Region annotation items:
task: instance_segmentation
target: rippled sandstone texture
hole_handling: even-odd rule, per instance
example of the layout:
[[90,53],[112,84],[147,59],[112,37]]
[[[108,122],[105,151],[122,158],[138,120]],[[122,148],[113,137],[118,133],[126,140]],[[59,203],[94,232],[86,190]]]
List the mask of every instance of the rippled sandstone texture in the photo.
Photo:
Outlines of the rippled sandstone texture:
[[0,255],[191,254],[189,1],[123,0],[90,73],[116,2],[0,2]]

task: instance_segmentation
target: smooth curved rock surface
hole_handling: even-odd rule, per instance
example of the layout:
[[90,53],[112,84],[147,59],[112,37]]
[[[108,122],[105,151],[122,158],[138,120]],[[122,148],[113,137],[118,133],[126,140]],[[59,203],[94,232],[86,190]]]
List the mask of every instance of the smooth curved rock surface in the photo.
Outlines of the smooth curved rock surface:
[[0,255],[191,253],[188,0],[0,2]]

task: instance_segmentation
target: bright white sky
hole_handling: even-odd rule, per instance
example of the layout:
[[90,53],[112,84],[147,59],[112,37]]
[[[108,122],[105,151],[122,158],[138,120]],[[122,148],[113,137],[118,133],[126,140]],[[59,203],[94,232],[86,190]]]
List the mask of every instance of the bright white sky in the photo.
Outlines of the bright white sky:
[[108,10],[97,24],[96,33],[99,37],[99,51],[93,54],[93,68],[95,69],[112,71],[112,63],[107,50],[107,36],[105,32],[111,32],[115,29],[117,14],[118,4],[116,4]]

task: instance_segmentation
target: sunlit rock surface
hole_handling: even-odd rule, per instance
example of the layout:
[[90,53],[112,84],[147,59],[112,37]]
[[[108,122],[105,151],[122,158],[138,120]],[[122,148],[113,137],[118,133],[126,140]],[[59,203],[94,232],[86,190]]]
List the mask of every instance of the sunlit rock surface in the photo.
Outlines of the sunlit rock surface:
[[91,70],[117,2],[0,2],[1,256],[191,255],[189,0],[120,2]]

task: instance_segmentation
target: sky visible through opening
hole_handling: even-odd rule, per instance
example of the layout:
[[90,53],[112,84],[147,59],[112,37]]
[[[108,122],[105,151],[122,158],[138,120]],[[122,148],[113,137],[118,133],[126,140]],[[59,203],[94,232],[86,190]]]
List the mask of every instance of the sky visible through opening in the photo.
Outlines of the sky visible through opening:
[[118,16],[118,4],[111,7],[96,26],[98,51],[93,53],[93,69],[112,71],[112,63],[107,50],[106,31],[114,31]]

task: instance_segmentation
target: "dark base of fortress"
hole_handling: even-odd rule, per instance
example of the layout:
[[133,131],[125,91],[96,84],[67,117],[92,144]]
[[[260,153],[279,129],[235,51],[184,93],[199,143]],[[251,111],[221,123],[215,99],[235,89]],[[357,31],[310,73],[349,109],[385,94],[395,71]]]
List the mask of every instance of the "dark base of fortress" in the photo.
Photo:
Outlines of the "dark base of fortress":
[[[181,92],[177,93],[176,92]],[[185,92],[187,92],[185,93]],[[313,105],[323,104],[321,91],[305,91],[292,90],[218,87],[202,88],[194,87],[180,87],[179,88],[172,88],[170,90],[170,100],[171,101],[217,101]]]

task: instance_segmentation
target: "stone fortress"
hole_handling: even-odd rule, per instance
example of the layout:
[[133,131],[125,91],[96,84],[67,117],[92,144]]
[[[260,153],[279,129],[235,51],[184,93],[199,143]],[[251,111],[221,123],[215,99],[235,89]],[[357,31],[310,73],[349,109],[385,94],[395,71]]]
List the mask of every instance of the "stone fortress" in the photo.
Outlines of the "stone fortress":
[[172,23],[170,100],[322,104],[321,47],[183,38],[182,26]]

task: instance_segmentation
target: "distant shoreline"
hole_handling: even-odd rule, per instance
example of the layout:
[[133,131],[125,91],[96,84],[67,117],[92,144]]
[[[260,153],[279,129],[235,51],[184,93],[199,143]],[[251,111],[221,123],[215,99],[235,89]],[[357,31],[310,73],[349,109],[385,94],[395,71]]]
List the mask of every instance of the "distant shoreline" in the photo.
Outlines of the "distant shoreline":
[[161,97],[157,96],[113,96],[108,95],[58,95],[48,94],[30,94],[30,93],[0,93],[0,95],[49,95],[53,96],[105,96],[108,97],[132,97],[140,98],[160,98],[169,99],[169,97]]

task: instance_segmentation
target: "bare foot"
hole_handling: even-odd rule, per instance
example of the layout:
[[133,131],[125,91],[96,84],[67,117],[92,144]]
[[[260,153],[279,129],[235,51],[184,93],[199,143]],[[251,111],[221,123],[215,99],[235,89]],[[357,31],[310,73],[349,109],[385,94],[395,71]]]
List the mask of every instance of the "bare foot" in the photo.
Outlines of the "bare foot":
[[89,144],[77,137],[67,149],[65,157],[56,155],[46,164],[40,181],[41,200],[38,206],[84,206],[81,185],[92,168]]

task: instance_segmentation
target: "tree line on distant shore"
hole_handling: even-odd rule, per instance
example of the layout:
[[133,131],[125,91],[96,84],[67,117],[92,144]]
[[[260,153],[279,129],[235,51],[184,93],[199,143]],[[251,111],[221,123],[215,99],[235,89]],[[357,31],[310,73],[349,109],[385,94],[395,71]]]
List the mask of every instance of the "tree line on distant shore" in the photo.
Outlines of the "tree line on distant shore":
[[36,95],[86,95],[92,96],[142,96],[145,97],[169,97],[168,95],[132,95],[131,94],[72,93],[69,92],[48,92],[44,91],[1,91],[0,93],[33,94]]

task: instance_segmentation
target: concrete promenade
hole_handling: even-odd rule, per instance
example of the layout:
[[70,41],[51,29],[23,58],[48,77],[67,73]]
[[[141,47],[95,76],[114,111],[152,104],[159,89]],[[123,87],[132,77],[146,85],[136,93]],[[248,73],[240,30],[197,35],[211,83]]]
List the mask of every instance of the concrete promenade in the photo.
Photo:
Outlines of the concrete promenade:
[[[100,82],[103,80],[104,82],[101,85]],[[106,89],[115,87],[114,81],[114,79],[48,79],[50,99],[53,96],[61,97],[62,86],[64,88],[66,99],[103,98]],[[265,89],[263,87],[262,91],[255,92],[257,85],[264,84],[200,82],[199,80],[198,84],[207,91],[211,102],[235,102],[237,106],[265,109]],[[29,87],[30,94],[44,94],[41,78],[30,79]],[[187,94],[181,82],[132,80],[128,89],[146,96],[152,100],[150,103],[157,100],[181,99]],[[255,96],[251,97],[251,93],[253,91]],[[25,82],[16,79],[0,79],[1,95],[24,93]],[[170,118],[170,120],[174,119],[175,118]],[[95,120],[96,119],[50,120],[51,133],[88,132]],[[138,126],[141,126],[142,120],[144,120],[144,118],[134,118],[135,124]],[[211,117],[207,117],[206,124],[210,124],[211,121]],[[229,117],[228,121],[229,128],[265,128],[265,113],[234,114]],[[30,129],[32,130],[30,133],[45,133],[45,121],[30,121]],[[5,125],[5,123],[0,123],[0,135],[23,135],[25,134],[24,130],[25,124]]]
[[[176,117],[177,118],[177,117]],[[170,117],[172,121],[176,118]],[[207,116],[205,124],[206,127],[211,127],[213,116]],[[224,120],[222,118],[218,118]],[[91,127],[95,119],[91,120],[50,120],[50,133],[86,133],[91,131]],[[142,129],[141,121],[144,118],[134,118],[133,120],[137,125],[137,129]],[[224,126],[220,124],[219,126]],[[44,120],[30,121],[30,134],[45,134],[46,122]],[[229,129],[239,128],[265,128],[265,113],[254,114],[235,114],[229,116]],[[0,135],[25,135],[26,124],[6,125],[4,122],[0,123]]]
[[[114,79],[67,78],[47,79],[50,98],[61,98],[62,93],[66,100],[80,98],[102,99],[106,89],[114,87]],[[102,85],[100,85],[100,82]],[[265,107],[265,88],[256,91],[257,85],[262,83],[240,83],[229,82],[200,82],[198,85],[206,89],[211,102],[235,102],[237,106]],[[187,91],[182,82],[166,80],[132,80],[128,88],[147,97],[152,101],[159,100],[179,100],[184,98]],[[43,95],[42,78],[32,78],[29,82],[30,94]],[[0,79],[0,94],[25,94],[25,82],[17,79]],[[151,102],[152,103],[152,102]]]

Work required: Copy everything from the start of the entries down to the line containing "[[0,255],[191,254],[189,1],[123,0],[90,73],[116,2],[0,2]]", swapping "rippled" for "wavy" and keeping all else the same.

Task answer:
task: instance_segmentation
target: wavy sandstone texture
hole_handling: even-odd rule, per instance
example of the layout:
[[90,53],[112,84],[147,59],[112,37]]
[[[108,122],[105,151],[122,158],[138,120]],[[122,148],[113,137],[118,133],[126,140]],[[59,203],[94,232],[86,190]]]
List the mask of every instance of the wavy sandstone texture in the photo.
Photo:
Outlines of the wavy sandstone texture:
[[0,255],[191,254],[189,1],[123,0],[90,73],[116,2],[0,2]]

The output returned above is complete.